> [Exercise description]
Locate "Task: indicate the red necked grebe" in the listing below, then output the line holding it and every line after it, exactly and with nothing else.

Collection entries
☆ ☆ ☆ ☆ ☆

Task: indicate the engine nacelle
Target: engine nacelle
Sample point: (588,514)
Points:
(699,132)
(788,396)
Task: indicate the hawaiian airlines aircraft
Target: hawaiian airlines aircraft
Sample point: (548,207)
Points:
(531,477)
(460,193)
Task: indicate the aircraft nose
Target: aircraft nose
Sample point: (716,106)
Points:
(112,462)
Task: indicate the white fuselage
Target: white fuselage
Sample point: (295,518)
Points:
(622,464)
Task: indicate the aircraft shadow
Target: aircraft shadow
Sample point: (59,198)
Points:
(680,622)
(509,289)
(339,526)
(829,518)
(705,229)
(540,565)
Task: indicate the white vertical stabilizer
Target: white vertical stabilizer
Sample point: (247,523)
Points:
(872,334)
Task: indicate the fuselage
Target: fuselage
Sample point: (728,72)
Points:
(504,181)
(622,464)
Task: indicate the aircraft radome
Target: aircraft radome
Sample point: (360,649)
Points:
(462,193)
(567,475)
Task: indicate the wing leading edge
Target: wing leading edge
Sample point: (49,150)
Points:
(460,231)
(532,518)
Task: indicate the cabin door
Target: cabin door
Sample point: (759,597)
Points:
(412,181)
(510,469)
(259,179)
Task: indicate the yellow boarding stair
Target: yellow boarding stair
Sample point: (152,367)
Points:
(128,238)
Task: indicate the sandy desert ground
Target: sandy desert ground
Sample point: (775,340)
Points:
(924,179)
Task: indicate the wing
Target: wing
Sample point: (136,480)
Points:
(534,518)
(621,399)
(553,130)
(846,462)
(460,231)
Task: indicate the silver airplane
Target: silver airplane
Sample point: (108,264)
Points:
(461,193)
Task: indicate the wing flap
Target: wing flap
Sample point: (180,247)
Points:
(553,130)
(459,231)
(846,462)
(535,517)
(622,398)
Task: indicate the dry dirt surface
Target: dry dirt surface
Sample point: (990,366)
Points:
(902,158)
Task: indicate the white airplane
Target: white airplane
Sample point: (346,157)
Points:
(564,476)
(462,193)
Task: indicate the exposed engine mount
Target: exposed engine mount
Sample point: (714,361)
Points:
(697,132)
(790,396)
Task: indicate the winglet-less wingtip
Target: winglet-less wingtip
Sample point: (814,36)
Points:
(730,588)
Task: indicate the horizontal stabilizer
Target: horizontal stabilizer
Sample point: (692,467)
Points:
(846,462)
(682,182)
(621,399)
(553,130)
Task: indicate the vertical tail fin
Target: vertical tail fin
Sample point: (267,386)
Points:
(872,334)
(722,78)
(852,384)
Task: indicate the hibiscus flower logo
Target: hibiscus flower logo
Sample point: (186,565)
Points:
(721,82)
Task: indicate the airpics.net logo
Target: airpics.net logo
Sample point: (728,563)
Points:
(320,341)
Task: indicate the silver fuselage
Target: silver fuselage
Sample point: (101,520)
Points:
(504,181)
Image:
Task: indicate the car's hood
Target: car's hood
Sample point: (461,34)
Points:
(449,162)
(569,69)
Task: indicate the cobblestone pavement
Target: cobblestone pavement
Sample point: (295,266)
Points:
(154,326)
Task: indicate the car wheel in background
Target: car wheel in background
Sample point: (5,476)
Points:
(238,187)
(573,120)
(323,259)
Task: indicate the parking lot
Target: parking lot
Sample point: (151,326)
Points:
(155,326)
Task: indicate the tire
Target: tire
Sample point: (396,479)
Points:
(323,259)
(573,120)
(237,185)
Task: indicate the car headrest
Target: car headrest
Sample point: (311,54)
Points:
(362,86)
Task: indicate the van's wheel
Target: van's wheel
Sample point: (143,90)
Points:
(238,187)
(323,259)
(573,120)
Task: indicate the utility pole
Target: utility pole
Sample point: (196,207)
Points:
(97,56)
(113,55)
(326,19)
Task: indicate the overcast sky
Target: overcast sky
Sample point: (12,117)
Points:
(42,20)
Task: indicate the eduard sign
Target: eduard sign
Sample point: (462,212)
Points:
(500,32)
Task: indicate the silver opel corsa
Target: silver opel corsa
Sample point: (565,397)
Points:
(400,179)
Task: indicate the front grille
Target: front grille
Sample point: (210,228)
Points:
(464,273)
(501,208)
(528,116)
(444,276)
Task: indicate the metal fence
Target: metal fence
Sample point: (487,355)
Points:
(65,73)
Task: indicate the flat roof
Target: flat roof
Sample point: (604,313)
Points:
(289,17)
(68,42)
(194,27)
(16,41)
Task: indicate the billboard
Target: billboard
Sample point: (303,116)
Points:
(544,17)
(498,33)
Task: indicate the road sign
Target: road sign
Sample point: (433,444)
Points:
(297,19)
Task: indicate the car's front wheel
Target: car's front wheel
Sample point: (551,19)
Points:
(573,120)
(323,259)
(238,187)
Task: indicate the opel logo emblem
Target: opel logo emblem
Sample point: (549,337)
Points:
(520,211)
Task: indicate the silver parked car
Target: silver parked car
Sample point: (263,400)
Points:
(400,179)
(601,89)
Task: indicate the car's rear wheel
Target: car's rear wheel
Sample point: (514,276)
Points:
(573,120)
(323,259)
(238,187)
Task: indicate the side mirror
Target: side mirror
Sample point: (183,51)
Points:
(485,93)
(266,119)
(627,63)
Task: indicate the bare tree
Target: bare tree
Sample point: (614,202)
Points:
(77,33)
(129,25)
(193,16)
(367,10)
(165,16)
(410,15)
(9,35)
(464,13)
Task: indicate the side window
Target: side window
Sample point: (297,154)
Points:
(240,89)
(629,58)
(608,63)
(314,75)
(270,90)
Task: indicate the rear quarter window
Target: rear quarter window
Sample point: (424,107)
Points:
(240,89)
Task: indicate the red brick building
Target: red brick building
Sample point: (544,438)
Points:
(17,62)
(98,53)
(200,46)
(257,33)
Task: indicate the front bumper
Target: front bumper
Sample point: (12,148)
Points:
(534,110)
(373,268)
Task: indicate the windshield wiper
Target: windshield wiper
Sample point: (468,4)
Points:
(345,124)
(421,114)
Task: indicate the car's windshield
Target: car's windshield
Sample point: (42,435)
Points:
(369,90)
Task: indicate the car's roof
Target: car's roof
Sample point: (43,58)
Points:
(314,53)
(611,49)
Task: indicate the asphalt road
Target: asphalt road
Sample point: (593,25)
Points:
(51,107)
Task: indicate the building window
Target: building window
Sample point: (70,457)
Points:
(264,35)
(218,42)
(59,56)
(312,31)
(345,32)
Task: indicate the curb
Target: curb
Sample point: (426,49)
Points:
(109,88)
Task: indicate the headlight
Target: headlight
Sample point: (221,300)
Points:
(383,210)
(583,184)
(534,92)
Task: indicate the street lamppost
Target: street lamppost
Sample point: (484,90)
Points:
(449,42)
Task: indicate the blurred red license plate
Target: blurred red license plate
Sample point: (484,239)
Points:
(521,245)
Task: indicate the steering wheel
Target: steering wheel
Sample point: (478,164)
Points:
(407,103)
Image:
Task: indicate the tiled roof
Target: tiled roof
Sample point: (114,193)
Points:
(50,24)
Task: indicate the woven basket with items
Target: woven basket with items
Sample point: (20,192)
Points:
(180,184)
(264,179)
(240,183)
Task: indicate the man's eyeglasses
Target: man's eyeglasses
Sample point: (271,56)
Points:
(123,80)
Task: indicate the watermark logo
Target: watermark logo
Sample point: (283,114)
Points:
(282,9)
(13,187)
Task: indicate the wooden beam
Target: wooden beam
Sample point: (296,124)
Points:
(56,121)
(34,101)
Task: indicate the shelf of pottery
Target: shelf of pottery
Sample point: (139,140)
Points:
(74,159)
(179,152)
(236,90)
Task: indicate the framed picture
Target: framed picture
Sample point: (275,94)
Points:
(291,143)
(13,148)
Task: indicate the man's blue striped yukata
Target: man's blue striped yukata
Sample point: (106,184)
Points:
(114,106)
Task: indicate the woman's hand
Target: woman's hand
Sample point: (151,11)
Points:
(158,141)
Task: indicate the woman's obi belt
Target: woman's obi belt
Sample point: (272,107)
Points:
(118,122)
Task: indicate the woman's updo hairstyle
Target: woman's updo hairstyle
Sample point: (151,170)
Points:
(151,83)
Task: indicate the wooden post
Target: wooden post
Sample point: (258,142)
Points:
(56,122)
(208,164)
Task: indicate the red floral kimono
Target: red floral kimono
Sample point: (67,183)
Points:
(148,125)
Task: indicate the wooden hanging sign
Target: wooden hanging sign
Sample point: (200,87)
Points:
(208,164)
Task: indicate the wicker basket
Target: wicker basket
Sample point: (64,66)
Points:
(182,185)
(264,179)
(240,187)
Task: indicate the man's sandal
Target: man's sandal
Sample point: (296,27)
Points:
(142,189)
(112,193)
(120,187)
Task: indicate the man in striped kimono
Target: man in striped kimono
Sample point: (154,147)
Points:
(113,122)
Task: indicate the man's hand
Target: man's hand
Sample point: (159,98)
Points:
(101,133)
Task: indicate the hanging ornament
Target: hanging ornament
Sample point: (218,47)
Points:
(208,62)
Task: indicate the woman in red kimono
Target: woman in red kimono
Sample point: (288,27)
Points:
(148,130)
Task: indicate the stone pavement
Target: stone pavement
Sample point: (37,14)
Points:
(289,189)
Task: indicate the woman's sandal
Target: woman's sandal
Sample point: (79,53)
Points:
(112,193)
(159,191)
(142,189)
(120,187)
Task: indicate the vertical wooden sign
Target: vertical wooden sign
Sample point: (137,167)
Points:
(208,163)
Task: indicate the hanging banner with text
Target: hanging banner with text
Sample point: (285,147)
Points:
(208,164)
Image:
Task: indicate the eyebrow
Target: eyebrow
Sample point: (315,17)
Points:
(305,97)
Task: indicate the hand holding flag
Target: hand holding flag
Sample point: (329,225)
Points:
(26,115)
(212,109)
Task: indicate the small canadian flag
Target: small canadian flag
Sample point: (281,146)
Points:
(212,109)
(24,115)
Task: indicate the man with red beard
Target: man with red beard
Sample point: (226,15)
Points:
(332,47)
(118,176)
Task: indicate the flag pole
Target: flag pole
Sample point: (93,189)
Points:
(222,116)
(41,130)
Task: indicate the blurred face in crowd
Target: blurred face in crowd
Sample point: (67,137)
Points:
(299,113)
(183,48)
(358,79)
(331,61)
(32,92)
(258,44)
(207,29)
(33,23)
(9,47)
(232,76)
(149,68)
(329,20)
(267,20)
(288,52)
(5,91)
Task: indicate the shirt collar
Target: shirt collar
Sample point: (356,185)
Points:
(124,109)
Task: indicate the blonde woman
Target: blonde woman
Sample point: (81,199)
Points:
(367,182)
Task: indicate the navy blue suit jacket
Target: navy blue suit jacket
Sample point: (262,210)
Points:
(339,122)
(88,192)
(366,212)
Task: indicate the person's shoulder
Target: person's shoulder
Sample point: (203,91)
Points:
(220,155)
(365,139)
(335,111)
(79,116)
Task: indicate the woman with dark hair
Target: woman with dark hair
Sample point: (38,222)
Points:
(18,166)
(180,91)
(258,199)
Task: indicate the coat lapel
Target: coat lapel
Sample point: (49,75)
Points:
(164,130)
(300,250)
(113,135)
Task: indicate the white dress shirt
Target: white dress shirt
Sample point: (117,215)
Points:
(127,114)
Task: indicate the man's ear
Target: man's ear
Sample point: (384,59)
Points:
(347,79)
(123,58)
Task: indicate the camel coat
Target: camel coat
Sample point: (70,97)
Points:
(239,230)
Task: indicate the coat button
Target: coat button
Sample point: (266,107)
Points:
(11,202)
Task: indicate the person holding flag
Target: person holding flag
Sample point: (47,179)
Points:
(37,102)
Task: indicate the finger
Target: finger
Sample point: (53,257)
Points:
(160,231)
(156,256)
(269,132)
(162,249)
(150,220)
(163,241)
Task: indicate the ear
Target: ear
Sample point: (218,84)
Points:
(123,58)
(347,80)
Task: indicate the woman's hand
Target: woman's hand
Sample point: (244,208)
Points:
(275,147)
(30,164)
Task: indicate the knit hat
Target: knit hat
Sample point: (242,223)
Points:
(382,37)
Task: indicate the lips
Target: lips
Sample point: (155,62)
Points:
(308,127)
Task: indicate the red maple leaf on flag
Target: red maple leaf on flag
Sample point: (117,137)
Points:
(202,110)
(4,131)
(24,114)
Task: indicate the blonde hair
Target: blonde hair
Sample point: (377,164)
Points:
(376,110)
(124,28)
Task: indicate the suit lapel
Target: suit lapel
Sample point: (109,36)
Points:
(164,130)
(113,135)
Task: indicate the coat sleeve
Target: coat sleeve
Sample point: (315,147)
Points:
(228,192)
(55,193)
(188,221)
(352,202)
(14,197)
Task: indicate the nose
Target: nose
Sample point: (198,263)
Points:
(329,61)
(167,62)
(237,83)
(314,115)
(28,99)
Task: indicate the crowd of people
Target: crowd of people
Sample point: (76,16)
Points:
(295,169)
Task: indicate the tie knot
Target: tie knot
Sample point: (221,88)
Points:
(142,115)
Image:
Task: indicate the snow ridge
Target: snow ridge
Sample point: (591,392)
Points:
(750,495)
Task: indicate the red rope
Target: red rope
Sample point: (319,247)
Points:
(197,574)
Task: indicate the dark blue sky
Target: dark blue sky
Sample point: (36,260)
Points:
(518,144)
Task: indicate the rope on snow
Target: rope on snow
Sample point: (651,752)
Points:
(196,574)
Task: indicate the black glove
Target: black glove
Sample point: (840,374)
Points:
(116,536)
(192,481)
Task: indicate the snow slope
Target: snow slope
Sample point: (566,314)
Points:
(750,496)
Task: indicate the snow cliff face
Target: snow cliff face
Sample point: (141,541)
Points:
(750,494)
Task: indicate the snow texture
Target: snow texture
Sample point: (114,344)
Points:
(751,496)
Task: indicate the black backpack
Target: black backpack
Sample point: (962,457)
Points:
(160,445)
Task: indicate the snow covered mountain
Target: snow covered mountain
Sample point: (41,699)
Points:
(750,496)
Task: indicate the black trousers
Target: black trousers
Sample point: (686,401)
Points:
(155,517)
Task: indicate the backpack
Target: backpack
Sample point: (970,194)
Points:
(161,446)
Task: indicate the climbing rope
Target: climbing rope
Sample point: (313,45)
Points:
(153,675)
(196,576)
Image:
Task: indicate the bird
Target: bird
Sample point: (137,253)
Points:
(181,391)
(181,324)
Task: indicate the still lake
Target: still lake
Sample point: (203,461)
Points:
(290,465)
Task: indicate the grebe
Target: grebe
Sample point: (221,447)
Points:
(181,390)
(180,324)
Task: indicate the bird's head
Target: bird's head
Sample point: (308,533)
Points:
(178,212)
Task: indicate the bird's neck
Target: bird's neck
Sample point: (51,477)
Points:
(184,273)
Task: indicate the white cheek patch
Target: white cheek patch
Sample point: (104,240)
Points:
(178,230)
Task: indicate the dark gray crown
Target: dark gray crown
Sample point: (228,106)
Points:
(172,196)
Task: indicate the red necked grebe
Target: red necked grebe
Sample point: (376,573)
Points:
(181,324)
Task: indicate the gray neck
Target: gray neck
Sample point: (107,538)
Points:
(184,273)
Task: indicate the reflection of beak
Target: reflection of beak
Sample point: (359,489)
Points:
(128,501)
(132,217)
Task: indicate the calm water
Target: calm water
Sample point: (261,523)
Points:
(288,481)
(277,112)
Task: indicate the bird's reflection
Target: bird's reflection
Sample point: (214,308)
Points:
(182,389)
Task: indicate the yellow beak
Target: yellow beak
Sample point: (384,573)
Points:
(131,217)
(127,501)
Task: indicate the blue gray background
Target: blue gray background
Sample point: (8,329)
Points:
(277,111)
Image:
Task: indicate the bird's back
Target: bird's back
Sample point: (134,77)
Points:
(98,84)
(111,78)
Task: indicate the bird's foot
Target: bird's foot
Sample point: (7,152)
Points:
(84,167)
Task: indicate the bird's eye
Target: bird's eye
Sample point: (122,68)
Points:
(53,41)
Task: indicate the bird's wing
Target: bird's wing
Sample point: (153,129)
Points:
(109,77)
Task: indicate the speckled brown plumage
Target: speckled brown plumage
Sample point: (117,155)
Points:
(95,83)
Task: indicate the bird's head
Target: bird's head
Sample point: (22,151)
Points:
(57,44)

☆ ☆ ☆ ☆ ☆

> [The answer]
Task: indicate the red necked grebe
Target: red necked grebe
Sample point: (376,573)
Points:
(181,324)
Task: indicate the gray neck
Target: gray neck
Sample point: (107,538)
Points:
(184,273)
Task: indicate the reflection of beak
Target: reflection of beak
Sample point: (359,489)
Points:
(128,501)
(132,217)
Task: indicate the calm water
Target: calm water
Sample point: (261,523)
Points:
(288,481)
(277,112)
Task: indicate the bird's reflection
Target: bird's reflection
Sample point: (214,308)
Points:
(182,389)
Task: indicate the yellow beak
Target: yellow beak
Sample point: (384,573)
Points:
(131,217)
(127,501)
Task: indicate the blue gray background
Target: blue gray background
Sample point: (8,329)
Points:
(277,111)
Image:
Task: indicate the bird's back
Target: bird's back
Sample point: (134,77)
Points:
(98,84)
(111,78)
Task: indicate the bird's foot
Target: bird's foot
Sample point: (7,152)
Points:
(84,167)
Task: indicate the bird's eye
Target: bird's eye
Sample point: (122,68)
Points:
(53,41)
Task: indicate the bird's wing
Target: bird's wing
Sample point: (153,129)
Points:
(109,77)
Task: indicate the speckled brown plumage
Target: speckled brown plumage
Sample point: (117,155)
Points:
(95,83)
Task: indicate the bird's head
Target: bird's head
Sample point: (22,151)
Points:
(57,44)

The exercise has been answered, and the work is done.